**BRIEF**
In the study summary below, what was the interval between the two readings of the same HSG examination?

**SELECTED TEXT**
To evaluate the accuracy of HSG compared to hysteroscopy and or laparoscopy and compare intra and interobserver variability.
200 infertile females underwent hysterosalpingography, hysteroscopy and/or laparoscopy as part of an infertility work up. HSG examinations were retrospectively reviewed by three radiologists, we compared inter-observer variability, differences between the two results of reading the same examination after three months were compared to calculate intra-observer variability.
Final diagnosis was compared to hysteroscopy and/or laparoscopy. The overall sensitivity, specificity, PPV, NPV and accuracy of each HSG diagnosis was assessed.
Intra-observer reliability was variable: observer 1 (k = 0.21; observer 2 (k = 0.57); observer 3 (k = 0.65). Highest agreement was seen in the detection of a normal uterus, normal tubes and uterine filling defect, lowest agreement seen in the detection of uterine and pelvic adhesions.

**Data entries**
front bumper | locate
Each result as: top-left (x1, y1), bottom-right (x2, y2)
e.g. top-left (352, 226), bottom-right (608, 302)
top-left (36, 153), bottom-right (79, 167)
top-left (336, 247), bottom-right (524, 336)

**REPLY TO THE EXERCISE**
Three months.